EXERCISE:
Write the next part of the piece about Sedransk and Member for a Day, picking up after its final paragraph, before the material that follows.

─── EXERCISE PASSAGE

The experience sealed his decision to enroll—a choice that would reshape his career.
The Babson Effect
At Babson, Sedransk embraced the school’s hands-on, entrepreneurial approach, including the Summer Venture Program, which accelerates student startups. His co-founded venture was an app that allowed customers to pay to skip lines at Boston nightclubs. While the idea didn’t last, the experience helped clarify an important lesson: passion matters.

Babson’s greatest impact wasn’t a single course or concept, but a broader transformation, Sedransk said.
“Babson has a way of giving you the confidence to go and do things,” he said.
Equally influential were Babson’s faculty—many of whom were seasoned entrepreneurs.
“One of the biggest benefits for me was that (seemingly) every professor at Babson has been an entrepreneur,” Sedransk said.
As an undergraduate at Tulane University, he had avoided the front row. At Babson, that changed.
“When someone like Len Green walks in and explains how he created Blue Buffalo and SoBe Beverages, both of which sold for billions of dollars, you listen,” Sedransk said. “I sat in the front row and took as many notes as I could.”
Hearing their entrepreneurial experiences, Sedransk said, “made the idea of starting a company and having a successful outcome feel possible.”
From Crisis to Creation
That sense of possibility would prove critical years later, when Sedransk found himself navigating one of the most challenging periods of his life.
During the early days of the COVID-19 pandemic, he was laid off. Just days earlier, his father had passed away. Amid grief and uncertainty, he relocated to be with his mother.
“I started feeling an incredible amount of guilt,” he said. “All my friends were in New York, and I wanted to give back somehow.”
That impulse sparked the idea for Member for a Day. The model is simple but powerful: members of private golf clubs donate tee times or experiences, which are then promoted—largely through social media—to potential buyers. Participants gain access to otherwise unattainable courses, while the majority of proceeds go to nonprofit partners.
What began as a one-time effort to support frontline workers quickly gained momentum. Within a week, Sedransk had raised more than $100,000.
“It just happened so fast,” he said. “Nonprofits couldn’t host events during COVID, and here I was raising money online.”
A New Kind of Business Model
As the platform grew, Sedransk had a realization that reshaped his view of business.
“I thought there were two types of organizations: for-profit and nonprofit,” he said. “The ‘aha’ moment was realizing I could run a for-profit business that helps nonprofits.”

──────
─── PROVIDED INFORMATION

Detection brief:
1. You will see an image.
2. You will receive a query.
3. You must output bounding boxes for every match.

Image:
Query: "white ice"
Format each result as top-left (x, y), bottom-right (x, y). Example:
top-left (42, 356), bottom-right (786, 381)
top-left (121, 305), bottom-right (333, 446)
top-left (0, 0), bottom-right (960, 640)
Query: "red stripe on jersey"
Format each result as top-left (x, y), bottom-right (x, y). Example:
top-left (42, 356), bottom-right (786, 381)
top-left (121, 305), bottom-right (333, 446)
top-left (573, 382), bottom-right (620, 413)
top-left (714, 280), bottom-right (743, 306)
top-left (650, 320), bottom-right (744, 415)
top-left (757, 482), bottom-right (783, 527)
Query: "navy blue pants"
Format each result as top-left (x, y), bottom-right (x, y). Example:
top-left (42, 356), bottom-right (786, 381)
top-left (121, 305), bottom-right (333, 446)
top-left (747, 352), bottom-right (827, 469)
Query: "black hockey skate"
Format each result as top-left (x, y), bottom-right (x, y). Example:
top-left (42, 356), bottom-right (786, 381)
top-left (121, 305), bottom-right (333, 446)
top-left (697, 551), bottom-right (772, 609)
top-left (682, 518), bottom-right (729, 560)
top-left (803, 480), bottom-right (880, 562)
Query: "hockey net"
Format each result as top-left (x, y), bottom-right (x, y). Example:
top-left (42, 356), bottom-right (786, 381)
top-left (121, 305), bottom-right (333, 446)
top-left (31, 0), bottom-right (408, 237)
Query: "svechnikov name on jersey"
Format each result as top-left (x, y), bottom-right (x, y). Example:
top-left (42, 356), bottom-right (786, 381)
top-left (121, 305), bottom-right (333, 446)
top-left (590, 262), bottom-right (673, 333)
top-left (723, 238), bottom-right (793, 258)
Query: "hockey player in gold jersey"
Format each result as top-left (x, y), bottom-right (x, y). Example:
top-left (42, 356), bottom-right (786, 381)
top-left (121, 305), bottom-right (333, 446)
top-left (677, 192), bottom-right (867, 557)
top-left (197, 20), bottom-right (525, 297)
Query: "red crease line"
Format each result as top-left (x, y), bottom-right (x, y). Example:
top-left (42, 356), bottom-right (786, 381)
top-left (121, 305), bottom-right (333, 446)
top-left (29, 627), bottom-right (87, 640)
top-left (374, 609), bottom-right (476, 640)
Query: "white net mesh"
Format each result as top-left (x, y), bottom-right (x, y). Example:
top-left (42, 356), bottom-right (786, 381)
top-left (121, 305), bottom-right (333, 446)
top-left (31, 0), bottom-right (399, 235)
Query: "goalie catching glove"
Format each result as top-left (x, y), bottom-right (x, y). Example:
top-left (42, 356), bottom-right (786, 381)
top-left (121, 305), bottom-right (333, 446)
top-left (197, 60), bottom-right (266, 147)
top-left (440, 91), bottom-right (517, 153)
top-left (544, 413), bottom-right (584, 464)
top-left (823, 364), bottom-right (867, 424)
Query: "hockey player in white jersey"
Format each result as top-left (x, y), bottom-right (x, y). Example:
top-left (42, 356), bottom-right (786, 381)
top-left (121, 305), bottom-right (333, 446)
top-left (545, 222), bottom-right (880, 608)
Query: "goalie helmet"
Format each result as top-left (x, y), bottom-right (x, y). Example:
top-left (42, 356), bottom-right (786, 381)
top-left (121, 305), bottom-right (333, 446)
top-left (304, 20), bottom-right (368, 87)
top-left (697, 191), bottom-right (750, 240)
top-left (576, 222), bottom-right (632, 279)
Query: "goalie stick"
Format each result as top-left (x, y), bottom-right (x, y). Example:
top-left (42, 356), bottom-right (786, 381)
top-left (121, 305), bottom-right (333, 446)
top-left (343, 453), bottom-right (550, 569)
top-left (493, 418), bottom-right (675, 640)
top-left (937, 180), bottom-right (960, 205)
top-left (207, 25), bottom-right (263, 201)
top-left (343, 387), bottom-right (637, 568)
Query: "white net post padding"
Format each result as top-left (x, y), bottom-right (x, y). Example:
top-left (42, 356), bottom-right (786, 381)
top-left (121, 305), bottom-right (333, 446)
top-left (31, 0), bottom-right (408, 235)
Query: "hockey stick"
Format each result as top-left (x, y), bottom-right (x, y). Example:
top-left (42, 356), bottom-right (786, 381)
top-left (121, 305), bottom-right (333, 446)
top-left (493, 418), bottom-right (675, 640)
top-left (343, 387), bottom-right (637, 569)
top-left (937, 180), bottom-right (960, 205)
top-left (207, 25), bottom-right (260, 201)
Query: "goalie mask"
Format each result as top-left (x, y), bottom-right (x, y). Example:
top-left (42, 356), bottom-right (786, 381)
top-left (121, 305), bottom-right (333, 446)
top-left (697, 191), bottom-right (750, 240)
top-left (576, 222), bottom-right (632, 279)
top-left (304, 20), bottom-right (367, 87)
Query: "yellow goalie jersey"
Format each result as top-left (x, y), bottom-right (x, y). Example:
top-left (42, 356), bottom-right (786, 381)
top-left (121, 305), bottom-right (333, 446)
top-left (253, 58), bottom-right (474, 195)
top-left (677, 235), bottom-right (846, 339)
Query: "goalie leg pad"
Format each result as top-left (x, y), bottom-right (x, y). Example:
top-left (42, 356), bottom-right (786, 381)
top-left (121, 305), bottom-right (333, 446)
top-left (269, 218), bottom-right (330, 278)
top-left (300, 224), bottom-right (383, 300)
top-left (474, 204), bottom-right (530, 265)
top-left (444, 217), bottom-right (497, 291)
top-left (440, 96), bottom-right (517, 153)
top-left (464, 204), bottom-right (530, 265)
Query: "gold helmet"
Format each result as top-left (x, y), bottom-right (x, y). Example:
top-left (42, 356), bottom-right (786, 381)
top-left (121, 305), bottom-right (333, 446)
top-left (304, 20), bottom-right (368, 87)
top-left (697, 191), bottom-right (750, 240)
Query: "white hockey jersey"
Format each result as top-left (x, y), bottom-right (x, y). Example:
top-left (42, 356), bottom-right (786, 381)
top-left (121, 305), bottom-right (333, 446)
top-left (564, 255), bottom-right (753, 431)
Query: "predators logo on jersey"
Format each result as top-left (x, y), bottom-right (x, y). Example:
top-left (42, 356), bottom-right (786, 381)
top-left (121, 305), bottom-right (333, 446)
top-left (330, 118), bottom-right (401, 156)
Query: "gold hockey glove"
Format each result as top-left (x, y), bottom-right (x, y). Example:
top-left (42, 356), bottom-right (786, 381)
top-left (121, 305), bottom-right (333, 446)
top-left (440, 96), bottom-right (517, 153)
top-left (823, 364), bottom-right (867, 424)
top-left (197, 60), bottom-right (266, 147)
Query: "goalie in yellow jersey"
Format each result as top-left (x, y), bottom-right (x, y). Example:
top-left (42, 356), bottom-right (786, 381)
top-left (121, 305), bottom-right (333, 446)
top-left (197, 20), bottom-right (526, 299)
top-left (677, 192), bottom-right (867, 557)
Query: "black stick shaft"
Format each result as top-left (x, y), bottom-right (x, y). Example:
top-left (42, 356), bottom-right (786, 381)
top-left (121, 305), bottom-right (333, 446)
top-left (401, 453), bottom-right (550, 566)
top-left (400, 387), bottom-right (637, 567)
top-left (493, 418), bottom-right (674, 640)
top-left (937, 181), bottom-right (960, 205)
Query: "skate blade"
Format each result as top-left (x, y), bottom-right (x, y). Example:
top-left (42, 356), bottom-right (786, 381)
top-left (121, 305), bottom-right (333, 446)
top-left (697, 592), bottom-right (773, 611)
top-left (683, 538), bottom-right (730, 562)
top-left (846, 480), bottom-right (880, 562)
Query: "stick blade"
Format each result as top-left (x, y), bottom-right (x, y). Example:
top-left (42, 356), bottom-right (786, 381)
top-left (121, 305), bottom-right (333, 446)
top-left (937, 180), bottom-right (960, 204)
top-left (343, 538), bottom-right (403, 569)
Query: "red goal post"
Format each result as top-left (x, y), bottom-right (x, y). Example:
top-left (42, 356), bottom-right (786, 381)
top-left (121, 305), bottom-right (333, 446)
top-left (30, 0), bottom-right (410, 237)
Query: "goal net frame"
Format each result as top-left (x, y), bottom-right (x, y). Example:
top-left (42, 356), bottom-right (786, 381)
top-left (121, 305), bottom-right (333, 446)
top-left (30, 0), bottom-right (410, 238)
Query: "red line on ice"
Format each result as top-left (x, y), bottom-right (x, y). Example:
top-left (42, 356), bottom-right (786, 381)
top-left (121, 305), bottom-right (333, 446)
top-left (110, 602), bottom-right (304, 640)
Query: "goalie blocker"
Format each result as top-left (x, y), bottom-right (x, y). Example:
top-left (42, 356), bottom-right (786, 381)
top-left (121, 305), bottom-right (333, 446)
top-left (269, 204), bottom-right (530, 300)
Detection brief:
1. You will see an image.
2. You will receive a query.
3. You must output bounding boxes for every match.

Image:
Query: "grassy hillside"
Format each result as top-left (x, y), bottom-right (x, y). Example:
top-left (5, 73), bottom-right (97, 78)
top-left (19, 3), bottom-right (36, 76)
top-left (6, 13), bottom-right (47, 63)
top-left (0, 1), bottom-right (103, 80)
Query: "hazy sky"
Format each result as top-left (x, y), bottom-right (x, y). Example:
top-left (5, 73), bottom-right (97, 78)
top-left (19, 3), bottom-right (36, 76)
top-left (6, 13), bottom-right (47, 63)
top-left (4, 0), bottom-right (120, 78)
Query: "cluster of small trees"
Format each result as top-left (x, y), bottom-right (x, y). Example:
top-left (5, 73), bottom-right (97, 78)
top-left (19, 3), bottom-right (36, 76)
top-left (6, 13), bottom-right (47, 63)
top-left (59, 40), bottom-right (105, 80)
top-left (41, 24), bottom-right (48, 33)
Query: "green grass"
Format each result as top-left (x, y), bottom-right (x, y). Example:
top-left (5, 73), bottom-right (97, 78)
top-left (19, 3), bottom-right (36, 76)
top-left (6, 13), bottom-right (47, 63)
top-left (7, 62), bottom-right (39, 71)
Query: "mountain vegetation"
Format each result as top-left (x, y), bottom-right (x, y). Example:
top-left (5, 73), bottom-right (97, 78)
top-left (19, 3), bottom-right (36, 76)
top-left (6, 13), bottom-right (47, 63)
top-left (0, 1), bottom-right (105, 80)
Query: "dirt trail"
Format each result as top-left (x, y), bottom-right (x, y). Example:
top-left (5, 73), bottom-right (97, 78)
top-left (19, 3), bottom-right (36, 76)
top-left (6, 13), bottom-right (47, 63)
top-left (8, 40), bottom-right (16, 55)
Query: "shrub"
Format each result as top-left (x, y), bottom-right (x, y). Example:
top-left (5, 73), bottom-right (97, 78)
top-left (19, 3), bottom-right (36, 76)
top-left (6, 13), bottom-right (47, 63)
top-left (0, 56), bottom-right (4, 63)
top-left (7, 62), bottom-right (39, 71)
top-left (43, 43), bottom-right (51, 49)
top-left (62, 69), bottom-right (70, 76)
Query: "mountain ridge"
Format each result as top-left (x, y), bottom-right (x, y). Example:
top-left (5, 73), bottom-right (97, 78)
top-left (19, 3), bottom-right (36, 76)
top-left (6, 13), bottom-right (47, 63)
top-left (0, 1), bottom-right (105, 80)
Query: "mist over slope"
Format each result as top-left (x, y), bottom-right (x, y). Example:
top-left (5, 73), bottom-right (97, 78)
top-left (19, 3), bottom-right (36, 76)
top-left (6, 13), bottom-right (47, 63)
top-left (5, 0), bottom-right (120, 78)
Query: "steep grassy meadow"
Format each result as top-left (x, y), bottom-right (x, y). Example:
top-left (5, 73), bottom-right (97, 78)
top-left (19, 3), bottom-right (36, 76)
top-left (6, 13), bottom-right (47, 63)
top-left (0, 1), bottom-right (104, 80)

──────

RESPONSE TO THE EXERCISE:
Member for a Day now donates the majority of its revenue each year while operating as a sustainable business, an approach that reflects the values Sedransk said were reinforced at Babson.
“Businesses need to be good to society,” he said. “Any business I create in the future will always have charity combined.”
“Post-Babson, I had the confidence that I could sit in any room across from any person in business and conduct myself in an intelligent, strategic way. That is priceless.”
Eric Sedransk MBA’14
The company evolved organically rather than from a formal business plan.
“I wrote maybe a one-page plan,” he said. “This was never intended to be a business.”
Instead, growth followed demand. Member for a Day has offered experiences at elite venues and alongside well-known athletes and celebrities, fueling rapid expansion—including a reported 300 percent growth rate in 2024. The platform recently hit 8.9 million views on its social media during 2026 Masters week.
That kind of success has attracted plenty of interest, and recently Member for a Day formed a strategic partnership with Troon Golf, LLC.
“It felt like a Babson case study happening in real life,” Sedransk said. “I was making these decisions in real time.”
Like many founders, he faced financial uncertainty in the early days, going months without taking a salary.
“I didn’t take a salary for a while,” he said. “But I loved it so much I would have done it for free.”
That mindset—embracing the grind while staying connected to purpose—remains central to his approach.
“Entrepreneurship is the hardest thing ever,” he said. “But if you love it, it doesn’t feel like a sacrifice.”